§ **What is expected**
Go through the records below and set each one down exactly, leaving out any pictures.
══ Supplied records ══
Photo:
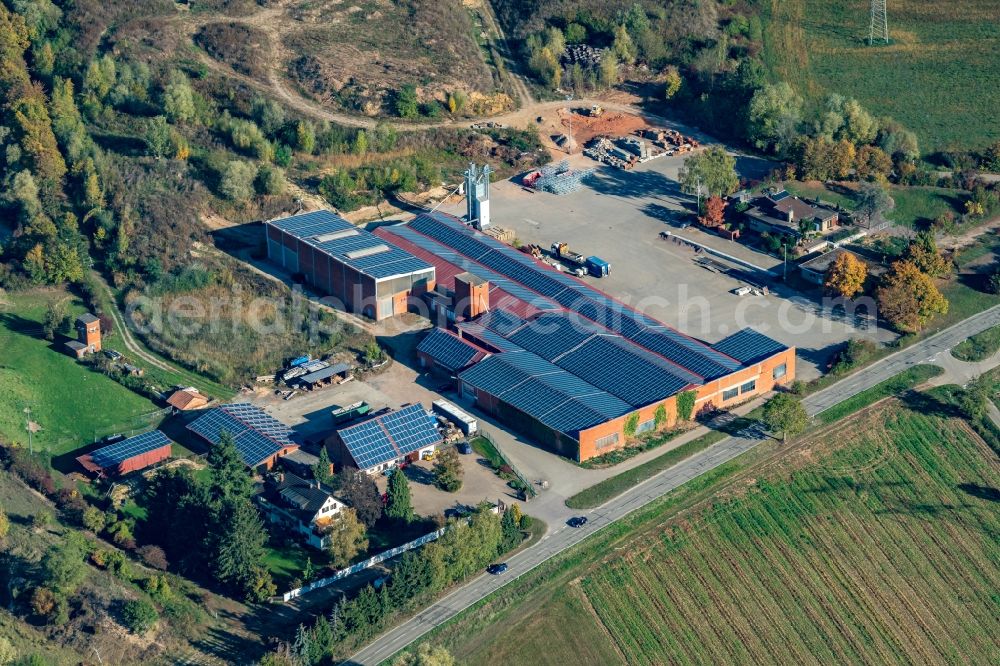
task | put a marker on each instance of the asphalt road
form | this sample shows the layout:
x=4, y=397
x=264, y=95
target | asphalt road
═══
§ **Result for this task**
Photo:
task | put a marker on each instance of the asphalt road
form | this sample shows the layout:
x=4, y=397
x=264, y=95
target | asphalt road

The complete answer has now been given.